===== Listed entries

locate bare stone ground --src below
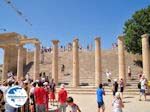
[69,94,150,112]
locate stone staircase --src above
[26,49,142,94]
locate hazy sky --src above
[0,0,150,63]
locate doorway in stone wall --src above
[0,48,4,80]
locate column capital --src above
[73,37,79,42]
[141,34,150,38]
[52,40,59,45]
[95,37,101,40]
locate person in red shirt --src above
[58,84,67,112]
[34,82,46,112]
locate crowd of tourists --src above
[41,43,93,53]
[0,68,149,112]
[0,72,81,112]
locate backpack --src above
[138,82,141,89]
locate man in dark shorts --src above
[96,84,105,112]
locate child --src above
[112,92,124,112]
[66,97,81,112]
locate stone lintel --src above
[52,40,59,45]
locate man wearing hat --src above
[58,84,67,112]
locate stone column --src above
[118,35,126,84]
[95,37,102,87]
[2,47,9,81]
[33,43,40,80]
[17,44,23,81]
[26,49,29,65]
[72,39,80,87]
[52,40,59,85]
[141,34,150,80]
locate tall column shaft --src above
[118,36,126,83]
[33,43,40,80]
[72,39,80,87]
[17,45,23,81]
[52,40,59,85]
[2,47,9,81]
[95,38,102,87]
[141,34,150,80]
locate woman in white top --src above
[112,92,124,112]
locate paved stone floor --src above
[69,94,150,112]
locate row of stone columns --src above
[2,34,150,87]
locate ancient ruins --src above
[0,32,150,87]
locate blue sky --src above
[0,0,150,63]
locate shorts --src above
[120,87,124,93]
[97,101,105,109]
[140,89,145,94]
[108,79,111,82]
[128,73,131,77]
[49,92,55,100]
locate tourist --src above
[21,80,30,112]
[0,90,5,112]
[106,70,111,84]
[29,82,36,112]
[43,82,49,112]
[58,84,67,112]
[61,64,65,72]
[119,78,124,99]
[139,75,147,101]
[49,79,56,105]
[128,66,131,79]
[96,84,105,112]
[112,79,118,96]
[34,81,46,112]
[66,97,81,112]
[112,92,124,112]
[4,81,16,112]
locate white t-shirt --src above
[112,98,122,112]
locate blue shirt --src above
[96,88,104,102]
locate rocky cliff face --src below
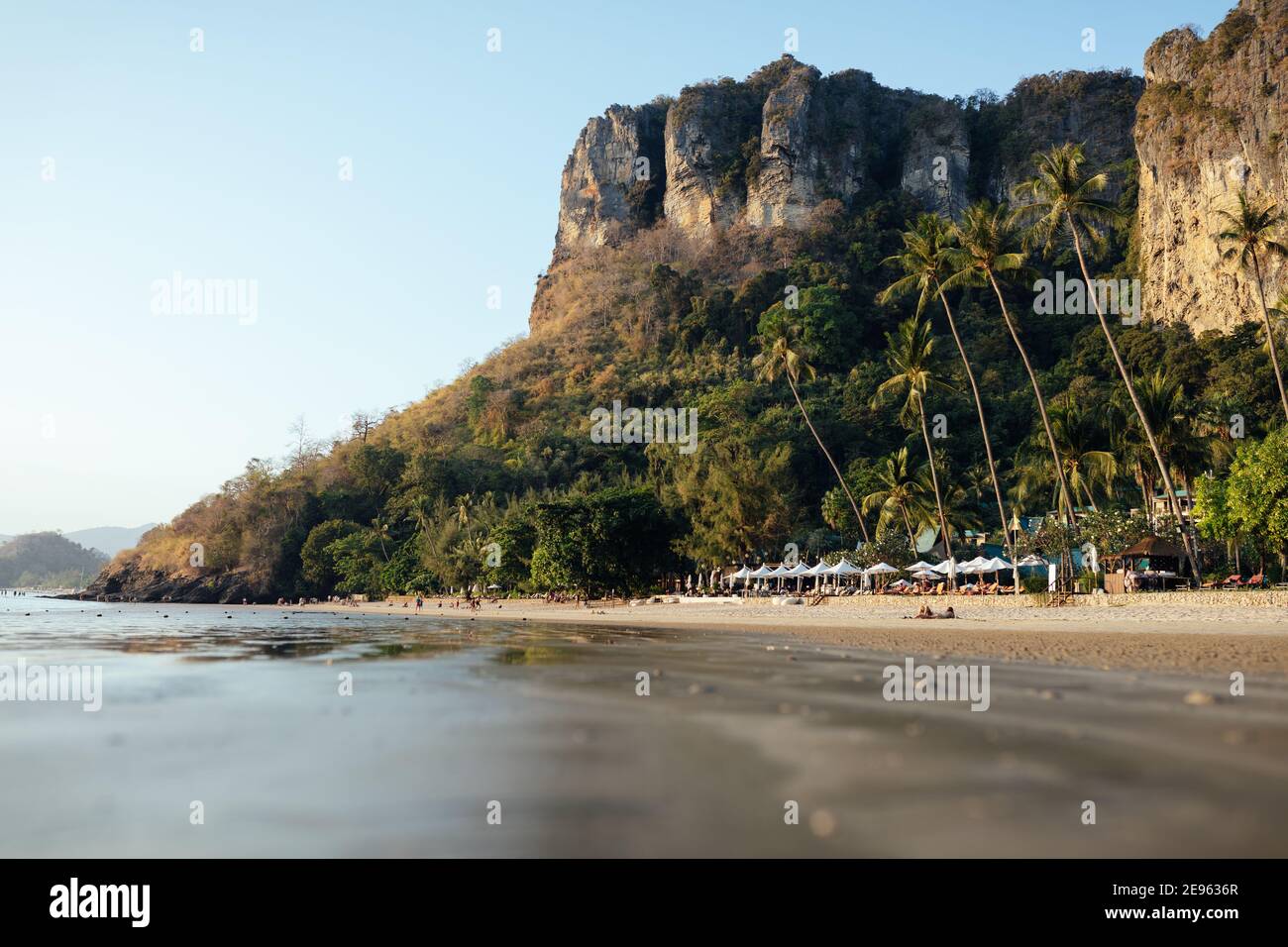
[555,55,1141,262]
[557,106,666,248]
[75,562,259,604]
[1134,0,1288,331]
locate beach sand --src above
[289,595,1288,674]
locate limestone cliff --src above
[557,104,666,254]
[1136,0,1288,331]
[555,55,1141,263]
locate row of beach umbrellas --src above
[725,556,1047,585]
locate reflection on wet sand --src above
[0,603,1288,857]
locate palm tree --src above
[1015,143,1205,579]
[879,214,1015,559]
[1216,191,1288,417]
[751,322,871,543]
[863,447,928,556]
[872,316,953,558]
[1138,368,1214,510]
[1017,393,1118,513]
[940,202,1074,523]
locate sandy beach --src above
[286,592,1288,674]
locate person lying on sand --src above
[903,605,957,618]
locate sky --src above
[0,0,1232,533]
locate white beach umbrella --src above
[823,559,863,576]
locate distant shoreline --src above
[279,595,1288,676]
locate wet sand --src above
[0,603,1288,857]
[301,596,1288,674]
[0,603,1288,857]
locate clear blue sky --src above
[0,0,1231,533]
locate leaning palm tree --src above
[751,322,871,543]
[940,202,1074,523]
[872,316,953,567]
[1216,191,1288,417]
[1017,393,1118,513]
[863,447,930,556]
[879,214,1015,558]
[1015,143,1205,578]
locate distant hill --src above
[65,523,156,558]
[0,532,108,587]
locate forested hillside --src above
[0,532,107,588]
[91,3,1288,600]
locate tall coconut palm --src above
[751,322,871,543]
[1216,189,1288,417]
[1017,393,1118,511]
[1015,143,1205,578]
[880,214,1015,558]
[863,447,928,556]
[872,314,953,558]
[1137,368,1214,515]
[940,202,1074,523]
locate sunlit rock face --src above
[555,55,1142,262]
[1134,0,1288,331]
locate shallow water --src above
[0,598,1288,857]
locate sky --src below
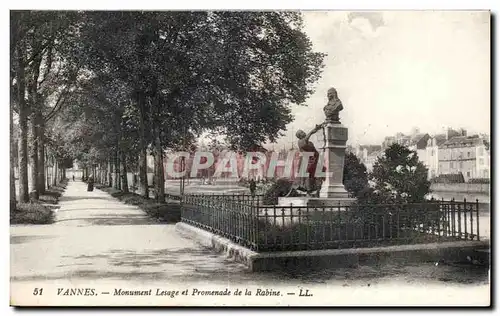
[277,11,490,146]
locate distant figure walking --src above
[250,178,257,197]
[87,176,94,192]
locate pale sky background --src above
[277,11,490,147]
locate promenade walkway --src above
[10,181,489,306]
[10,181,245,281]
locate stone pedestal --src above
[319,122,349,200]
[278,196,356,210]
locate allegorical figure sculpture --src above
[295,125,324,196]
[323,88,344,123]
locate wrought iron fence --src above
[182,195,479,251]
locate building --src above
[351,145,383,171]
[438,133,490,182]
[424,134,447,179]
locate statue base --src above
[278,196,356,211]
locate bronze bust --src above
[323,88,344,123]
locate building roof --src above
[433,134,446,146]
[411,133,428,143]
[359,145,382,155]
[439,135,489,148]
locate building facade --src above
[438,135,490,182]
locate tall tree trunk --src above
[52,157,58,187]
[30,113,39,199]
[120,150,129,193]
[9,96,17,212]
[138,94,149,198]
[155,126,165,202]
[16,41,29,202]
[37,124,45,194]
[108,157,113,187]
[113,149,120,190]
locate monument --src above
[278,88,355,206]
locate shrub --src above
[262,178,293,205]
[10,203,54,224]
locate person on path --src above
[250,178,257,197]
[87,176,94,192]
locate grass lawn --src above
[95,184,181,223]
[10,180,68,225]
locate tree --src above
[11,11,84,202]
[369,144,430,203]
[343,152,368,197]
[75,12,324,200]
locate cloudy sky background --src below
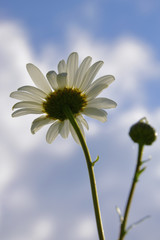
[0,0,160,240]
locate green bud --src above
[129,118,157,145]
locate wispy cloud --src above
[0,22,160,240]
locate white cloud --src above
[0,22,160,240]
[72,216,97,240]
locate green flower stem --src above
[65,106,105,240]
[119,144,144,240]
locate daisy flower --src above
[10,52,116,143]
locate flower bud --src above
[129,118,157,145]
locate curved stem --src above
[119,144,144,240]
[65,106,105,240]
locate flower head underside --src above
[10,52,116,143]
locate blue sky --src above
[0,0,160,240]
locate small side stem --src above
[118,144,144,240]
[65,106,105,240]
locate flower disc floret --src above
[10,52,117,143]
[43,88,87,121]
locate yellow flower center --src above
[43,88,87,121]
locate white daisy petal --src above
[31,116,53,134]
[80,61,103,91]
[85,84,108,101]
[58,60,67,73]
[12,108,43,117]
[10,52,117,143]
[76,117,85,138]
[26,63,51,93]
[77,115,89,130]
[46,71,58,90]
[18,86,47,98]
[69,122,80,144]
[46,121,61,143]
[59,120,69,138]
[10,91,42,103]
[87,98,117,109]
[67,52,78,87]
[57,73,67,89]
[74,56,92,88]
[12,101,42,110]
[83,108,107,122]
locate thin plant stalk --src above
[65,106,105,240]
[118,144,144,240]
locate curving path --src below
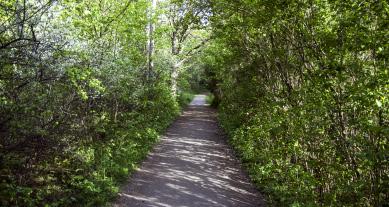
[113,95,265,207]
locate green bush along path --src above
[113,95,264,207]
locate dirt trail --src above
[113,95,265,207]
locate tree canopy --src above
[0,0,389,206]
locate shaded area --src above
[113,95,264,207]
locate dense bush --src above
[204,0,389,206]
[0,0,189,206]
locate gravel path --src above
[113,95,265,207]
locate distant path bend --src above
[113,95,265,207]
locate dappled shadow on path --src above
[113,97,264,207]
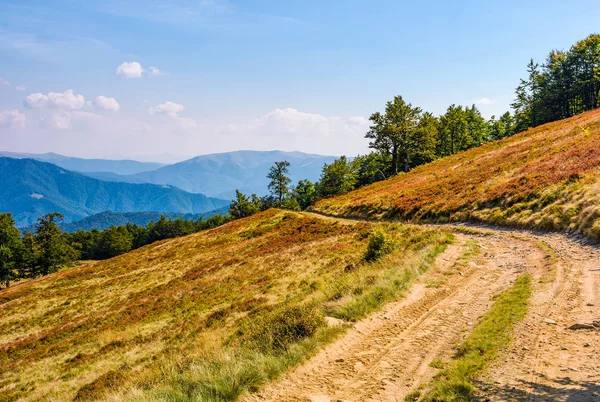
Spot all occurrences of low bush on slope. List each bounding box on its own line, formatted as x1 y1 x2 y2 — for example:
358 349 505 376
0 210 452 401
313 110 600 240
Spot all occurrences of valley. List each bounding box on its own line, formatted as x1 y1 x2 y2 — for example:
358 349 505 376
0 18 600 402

==========

_Job_
Go back to the records above and write them out exactly, without the pictures.

_Result_
locate bare stone ground --src below
[69,94,150,112]
locate stone staircase --src above
[26,49,142,94]
locate hazy sky --src above
[0,0,150,63]
locate doorway in stone wall --src above
[0,48,4,80]
locate column capital --src above
[73,37,79,42]
[141,34,150,38]
[52,40,59,45]
[95,37,101,40]
locate person in red shirt --src above
[58,84,67,112]
[34,82,46,112]
locate crowd of tourists --src above
[41,43,93,53]
[0,68,149,112]
[0,72,81,112]
locate backpack --src above
[138,82,141,89]
locate man in dark shorts --src above
[96,84,105,112]
locate child --src above
[112,92,124,112]
[66,97,81,112]
locate stone lintel --src above
[52,40,59,45]
locate man wearing hat --src above
[58,84,67,112]
locate stone column --src above
[118,35,126,84]
[95,37,102,87]
[2,47,9,81]
[33,43,40,80]
[17,44,23,81]
[26,49,29,65]
[72,39,80,87]
[52,40,59,85]
[141,34,150,80]
locate tall column shaft --src above
[118,36,126,83]
[33,43,40,80]
[72,39,80,87]
[17,45,23,81]
[52,40,59,85]
[2,47,9,81]
[95,38,102,87]
[141,34,150,80]
locate woman in white top --src above
[112,92,124,112]
locate paved stone floor --src above
[69,94,150,112]
locate row of stone columns --src above
[2,34,150,87]
locate ancient ruins --src above
[0,32,150,87]
locate blue sky --src above
[0,0,150,63]
locate shorts --src above
[120,87,124,93]
[97,101,105,109]
[140,89,145,94]
[108,79,111,82]
[128,73,131,77]
[49,92,55,100]
locate tourist --src above
[21,80,30,112]
[0,90,5,112]
[106,70,111,84]
[29,82,36,112]
[43,82,49,112]
[58,84,67,112]
[61,64,65,72]
[119,78,124,99]
[139,75,147,101]
[49,79,56,105]
[128,66,131,79]
[96,84,105,112]
[112,79,118,96]
[34,81,46,112]
[66,97,81,112]
[112,92,124,112]
[4,81,16,112]
locate white t-shirt --src above
[112,98,122,112]
locate blue shirt --src above
[96,88,104,102]
locate rocky cliff face --src below
[555,55,1141,262]
[557,106,666,248]
[75,562,259,604]
[1134,0,1288,331]
locate beach sand --src above
[289,595,1288,674]
locate limestone cliff --src above
[557,104,666,254]
[1136,0,1288,331]
[555,55,1141,263]
locate row of beach umbrellas --src above
[725,556,1047,585]
locate reflection on wet sand --src above
[0,603,1288,857]
locate palm tree --src above
[1015,143,1205,579]
[879,214,1015,559]
[1216,191,1288,417]
[751,322,871,543]
[863,447,928,556]
[872,316,953,558]
[1138,368,1214,510]
[1017,393,1118,513]
[940,202,1074,523]
locate sandy beach --src above
[286,592,1288,674]
locate person lying on sand --src above
[903,605,957,618]
locate sky --src above
[0,0,1232,533]
locate white beach umbrella --src above
[823,559,863,576]
locate distant shoreline --src above
[279,595,1288,676]
locate wet sand --src above
[0,603,1288,857]
[301,596,1288,674]
[0,603,1288,857]
locate clear blue sky --src above
[0,0,1231,533]
locate leaning palm tree --src above
[751,322,871,543]
[940,202,1074,523]
[872,316,953,567]
[1216,191,1288,417]
[1017,393,1118,513]
[863,447,930,556]
[879,214,1015,558]
[1015,143,1205,578]
locate distant hill --src above
[65,523,156,558]
[0,532,108,587]
locate forested hillside --src above
[0,532,107,588]
[91,3,1288,600]
locate tall coconut palm --src above
[751,322,871,543]
[1216,189,1288,417]
[1017,393,1118,511]
[1015,143,1205,578]
[880,214,1015,558]
[863,447,928,556]
[872,314,953,558]
[1137,368,1214,515]
[940,202,1074,523]
locate sunlit rock face --src above
[555,55,1142,262]
[1134,0,1288,331]
locate shallow water --src above
[0,598,1288,857]
locate sky --src below
[277,11,490,146]
locate distant figure walking --src above
[250,178,257,197]
[87,176,94,192]
locate pale sky background --src above
[277,11,490,147]
locate promenade walkway --src above
[10,181,489,306]
[10,181,245,281]
locate stone pedestal --src above
[319,122,349,200]
[278,196,356,210]
locate allegorical figure sculpture --src above
[295,125,324,196]
[323,88,344,123]
locate wrought iron fence --src above
[182,195,479,251]
locate building --src above
[351,145,383,171]
[438,133,490,182]
[424,134,447,179]
locate statue base --src above
[278,196,356,211]
locate bronze bust --src above
[323,88,344,123]
locate building roof --src above
[433,134,446,146]
[411,133,428,143]
[359,145,382,155]
[439,135,489,148]
locate building facade --src above
[438,135,490,182]
locate tall tree trunk --src above
[52,157,58,187]
[30,113,39,199]
[120,150,129,193]
[9,96,17,212]
[138,94,149,198]
[155,126,165,202]
[16,41,29,202]
[37,124,45,194]
[108,157,113,187]
[113,149,120,190]
locate monument --src above
[278,88,355,206]
locate shrub --src above
[262,178,293,205]
[10,203,54,224]
locate person on path --src above
[250,178,257,197]
[87,176,94,192]
locate grass lawn --src above
[95,184,181,223]
[10,180,68,225]
locate tree --src above
[11,11,84,202]
[369,144,430,203]
[343,152,368,197]
[75,12,324,200]
locate cloudy sky background --src below
[0,0,160,240]
locate green bud --src above
[129,118,157,145]
locate wispy cloud --src above
[0,22,160,240]
locate white cloud --src above
[0,22,160,240]
[72,216,97,240]
locate green flower stem --src above
[65,106,105,240]
[119,144,144,240]
locate daisy flower --src above
[10,52,116,143]
locate flower bud --src above
[129,118,157,145]
locate curved stem --src above
[119,144,144,240]
[65,106,105,240]
locate flower head underside --src above
[10,52,116,143]
locate blue sky --src above
[0,0,160,240]
locate small side stem --src above
[118,144,144,240]
[65,106,105,240]
locate flower disc floret --src above
[10,52,117,143]
[43,88,87,121]
locate yellow flower center --src above
[43,88,87,121]
locate white daisy petal --src above
[31,116,53,134]
[80,61,103,91]
[85,84,108,101]
[58,60,67,73]
[12,108,43,117]
[10,52,117,143]
[76,117,85,138]
[26,63,51,93]
[77,115,89,130]
[46,71,58,90]
[18,86,47,98]
[69,122,80,144]
[46,121,61,143]
[59,120,69,138]
[10,91,42,103]
[87,98,117,109]
[67,52,78,87]
[57,73,67,89]
[74,56,92,88]
[12,101,42,110]
[83,108,107,122]
locate thin plant stalk --src above
[65,106,105,240]
[118,144,144,240]
locate curving path --src below
[113,95,265,207]
locate green bush along path --src above
[113,95,264,207]
locate dirt trail --src above
[113,95,265,207]
locate tree canopy --src above
[0,0,389,206]
locate shaded area --src above
[113,95,264,207]
locate dense bush --src above
[204,0,389,206]
[0,0,189,206]
locate gravel path --src above
[113,95,265,207]
locate distant path bend --src above
[113,95,265,207]
locate dappled shadow on path --src above
[113,97,264,207]
Spot all occurrences of low bush on slope. List each bounding box on its own line, formatted as x1 y1 x2 y2 — for example:
358 349 505 376
0 210 452 401
313 110 600 240
Spot all occurrences of valley. List each bounding box on its own line, formatted as x1 y1 x2 y2 — for example:
358 349 505 376
0 18 600 402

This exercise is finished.